### Request
Answer these questions from the forum thread about the "Treasure" aquarium layout:
1. What are the tank's dimensions?
2. What does the layout aim to present?
3. Which contest does Tex Gal say the layout should be entered in?

** start of Quoted passage **

# < Treasure > - Cliff Hui 2009



## Cliff Hui (Dec 25, 2005)

*< Treasure >*

This is my latest layout.

I would like to present an idea of a raw river... 
Try to show the beauty of originally and originality of the natural enviroment.
I taken the name "Treasure". 
I think we should treasure up everything on the earth especially some natural scenery which harm by us, human.
Or else, someday, we may see them in our memory only.
To love where we come form, where we had been, who we loved. That is what I meant.

Tank size : 100cm X 50cm X 50cm
Here we go the pictures.


















































































More pictures on www.cau-aqua.net [smilie=n:


----------



## Dantra (May 15, 2007)

Absolutely beautiful :thumbsup:


----------



## RAD (Oct 17, 2009)

Hi cliff.This tank is wonderfull.


----------



## CrimsonTsavo (Nov 18, 2009)

Perfect. Better than Amano!


----------



## Gliga (Feb 26, 2007)

Beautiful!rayer:rayer:rayer:


----------



## greenfinger (Sep 8, 2009)

Your work is tops, can't think of any scaper better than you. :clap2:


----------



## Tex Gal (Nov 1, 2007)

Beautiful. You need to enter the TOTY Contest!


----------



## Amirk (Oct 25, 2008)

beautifull and peacefull!!!!
some wise words as well.

** end of Quoted passage **
** start of Given records **

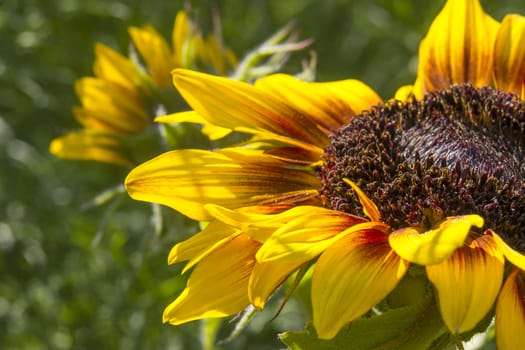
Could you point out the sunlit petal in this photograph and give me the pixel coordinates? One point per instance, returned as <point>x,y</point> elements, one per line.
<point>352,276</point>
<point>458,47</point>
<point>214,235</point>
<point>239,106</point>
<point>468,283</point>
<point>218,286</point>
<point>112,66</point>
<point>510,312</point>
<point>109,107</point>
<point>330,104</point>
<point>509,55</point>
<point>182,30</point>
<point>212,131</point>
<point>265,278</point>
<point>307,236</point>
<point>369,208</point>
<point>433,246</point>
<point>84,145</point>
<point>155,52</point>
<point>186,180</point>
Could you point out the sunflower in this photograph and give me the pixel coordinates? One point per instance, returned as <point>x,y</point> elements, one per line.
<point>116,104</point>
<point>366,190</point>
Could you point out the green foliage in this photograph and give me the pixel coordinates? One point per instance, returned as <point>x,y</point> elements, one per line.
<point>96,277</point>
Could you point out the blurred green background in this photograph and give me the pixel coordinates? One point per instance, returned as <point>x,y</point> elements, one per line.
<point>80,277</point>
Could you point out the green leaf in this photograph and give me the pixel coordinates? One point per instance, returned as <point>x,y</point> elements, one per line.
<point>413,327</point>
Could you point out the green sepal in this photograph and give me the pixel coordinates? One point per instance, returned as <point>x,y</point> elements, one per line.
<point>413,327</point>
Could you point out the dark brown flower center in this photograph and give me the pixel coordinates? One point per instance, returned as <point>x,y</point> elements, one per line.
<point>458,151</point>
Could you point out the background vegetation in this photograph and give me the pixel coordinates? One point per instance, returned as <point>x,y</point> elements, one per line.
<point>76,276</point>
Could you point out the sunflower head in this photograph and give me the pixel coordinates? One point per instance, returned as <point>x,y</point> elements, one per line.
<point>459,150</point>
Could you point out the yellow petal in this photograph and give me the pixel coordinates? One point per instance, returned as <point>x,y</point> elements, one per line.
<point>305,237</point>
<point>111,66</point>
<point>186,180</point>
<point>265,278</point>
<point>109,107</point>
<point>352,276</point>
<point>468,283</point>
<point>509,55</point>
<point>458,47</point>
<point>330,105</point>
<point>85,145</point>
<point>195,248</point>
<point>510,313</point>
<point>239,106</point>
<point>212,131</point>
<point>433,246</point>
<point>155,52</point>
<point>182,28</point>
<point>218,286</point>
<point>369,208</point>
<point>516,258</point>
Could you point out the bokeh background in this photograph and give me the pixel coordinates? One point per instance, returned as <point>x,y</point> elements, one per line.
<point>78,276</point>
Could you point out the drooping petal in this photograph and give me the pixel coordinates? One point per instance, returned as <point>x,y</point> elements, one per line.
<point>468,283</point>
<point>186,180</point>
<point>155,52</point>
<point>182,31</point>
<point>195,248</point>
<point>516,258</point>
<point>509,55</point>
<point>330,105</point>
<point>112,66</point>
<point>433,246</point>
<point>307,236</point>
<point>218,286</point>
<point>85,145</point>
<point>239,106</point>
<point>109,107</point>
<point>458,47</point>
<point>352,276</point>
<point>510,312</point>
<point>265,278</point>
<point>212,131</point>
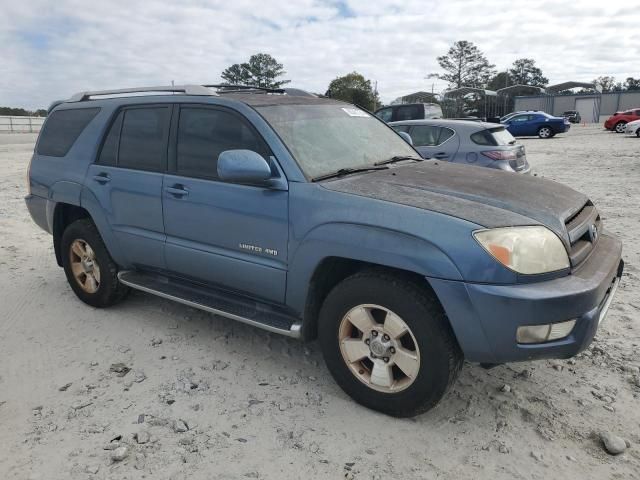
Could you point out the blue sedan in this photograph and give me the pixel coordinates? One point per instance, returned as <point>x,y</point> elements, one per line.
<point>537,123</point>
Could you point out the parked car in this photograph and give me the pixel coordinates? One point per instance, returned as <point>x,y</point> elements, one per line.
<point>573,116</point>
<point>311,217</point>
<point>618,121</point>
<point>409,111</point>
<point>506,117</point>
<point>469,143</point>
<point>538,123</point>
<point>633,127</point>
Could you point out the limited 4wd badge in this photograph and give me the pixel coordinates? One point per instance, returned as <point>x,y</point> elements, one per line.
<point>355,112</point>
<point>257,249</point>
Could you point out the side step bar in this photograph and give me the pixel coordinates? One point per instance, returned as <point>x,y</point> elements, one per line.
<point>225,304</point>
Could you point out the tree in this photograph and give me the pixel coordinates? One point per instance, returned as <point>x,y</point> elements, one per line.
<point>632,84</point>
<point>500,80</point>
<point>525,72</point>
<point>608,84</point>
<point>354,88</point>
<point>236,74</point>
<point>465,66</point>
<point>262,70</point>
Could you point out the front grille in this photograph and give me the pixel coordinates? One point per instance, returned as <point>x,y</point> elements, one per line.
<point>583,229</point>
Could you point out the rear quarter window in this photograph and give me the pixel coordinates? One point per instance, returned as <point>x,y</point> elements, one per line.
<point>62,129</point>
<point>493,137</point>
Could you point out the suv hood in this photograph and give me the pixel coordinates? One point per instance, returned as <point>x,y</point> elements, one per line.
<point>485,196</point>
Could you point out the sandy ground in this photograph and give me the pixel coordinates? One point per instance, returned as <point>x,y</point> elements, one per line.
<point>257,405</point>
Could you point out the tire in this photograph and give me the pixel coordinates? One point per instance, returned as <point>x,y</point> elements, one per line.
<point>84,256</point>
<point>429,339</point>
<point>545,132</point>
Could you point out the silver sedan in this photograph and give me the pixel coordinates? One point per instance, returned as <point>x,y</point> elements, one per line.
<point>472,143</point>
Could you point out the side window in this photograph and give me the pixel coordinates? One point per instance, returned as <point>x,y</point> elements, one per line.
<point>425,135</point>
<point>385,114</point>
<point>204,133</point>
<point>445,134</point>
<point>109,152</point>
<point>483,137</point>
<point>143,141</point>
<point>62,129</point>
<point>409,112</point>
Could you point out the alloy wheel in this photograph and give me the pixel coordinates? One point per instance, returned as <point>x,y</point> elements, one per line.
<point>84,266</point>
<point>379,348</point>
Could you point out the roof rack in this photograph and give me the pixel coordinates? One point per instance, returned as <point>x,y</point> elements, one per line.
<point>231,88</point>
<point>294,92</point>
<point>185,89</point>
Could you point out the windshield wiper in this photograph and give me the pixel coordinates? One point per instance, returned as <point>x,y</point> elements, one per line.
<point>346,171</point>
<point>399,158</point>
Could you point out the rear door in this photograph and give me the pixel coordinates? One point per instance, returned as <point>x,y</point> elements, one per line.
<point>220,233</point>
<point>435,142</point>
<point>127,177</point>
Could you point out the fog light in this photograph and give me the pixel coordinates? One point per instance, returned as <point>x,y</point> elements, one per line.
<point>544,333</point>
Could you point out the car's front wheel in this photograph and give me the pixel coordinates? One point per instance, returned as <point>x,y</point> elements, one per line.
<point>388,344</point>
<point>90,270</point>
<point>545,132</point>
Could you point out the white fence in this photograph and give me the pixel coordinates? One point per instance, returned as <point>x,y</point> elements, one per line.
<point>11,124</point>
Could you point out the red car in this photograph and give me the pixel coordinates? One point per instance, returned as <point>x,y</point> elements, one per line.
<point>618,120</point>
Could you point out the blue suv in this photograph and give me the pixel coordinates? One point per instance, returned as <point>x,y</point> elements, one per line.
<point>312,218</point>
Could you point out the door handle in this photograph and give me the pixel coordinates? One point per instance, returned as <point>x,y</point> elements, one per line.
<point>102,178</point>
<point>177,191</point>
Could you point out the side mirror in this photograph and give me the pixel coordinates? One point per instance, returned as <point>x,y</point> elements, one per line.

** end of Given records **

### Task response
1. 100 cm by 50 cm by 50 cm
2. The idea of a raw river
3. The TOTY Contest